[MATERIAL FOR THIS EXERCISE]

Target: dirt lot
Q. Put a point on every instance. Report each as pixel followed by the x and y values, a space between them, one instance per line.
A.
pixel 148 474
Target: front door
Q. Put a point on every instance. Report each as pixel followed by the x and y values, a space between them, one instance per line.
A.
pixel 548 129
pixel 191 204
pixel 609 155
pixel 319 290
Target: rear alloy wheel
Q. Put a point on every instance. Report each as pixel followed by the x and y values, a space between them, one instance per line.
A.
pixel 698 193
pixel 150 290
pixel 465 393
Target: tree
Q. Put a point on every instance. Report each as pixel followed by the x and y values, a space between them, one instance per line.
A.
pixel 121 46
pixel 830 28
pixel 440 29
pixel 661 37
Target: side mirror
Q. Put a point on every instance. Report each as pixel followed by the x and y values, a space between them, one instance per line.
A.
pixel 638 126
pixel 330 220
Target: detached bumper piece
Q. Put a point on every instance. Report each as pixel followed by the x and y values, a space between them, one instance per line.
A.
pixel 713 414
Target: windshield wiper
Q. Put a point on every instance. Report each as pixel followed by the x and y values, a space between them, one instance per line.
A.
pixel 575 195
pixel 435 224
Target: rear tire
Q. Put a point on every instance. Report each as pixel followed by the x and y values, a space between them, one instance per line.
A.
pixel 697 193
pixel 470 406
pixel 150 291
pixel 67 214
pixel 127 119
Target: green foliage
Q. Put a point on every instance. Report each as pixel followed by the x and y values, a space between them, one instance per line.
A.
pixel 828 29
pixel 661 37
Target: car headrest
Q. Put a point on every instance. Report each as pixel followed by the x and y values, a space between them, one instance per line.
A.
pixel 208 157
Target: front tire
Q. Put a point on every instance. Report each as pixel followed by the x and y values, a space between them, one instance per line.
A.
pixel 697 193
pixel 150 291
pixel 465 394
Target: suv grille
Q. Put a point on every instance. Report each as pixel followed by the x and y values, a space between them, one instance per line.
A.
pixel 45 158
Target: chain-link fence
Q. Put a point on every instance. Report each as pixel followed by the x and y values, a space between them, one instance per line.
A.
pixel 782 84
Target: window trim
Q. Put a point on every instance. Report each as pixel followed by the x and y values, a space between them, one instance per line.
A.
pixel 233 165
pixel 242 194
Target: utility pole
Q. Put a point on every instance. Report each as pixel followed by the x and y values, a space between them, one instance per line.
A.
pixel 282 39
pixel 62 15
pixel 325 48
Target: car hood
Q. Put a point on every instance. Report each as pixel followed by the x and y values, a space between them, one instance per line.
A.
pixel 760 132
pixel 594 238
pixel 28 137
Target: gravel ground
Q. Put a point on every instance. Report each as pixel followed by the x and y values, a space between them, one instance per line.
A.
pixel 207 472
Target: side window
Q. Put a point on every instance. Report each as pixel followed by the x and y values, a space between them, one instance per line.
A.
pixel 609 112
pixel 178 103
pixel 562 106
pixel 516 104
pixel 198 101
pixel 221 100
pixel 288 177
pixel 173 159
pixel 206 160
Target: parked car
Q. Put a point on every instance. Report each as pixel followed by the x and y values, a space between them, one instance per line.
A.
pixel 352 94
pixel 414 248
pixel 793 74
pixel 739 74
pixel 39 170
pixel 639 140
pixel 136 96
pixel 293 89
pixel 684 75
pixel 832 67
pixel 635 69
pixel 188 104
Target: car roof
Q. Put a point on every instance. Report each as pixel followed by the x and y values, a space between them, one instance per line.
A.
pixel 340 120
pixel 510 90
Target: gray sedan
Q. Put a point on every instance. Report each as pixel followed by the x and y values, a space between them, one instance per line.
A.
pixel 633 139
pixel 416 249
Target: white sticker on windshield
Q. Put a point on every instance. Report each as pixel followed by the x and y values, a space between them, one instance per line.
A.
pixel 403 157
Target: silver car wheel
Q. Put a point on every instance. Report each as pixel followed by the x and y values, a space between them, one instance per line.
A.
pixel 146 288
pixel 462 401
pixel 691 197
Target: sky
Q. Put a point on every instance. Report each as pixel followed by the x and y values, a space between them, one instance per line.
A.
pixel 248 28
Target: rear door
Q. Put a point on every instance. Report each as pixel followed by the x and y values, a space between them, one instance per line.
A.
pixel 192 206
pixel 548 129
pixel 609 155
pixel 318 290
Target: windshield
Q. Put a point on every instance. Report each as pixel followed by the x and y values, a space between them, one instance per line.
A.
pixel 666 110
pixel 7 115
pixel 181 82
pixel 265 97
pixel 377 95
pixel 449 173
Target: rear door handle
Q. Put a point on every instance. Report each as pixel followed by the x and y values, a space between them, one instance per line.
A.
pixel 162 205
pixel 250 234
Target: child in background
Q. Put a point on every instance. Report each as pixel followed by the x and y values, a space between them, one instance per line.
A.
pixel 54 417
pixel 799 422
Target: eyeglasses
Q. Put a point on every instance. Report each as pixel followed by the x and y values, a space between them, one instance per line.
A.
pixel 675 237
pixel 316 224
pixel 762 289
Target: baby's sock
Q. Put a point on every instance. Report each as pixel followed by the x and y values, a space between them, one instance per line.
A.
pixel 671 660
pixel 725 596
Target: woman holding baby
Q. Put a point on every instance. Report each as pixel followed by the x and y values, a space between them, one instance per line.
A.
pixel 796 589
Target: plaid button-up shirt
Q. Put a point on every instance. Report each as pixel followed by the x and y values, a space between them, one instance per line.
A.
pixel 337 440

[/MATERIAL FOR THIS EXERCISE]

▸ **TASK TO COMPLETE**
Only the lines with "rear" are needed; find them in the records and copy each one.

▸ **RESULT**
Target: rear alloy wheel
Target: rear tire
Target: rear door
Target: rear door handle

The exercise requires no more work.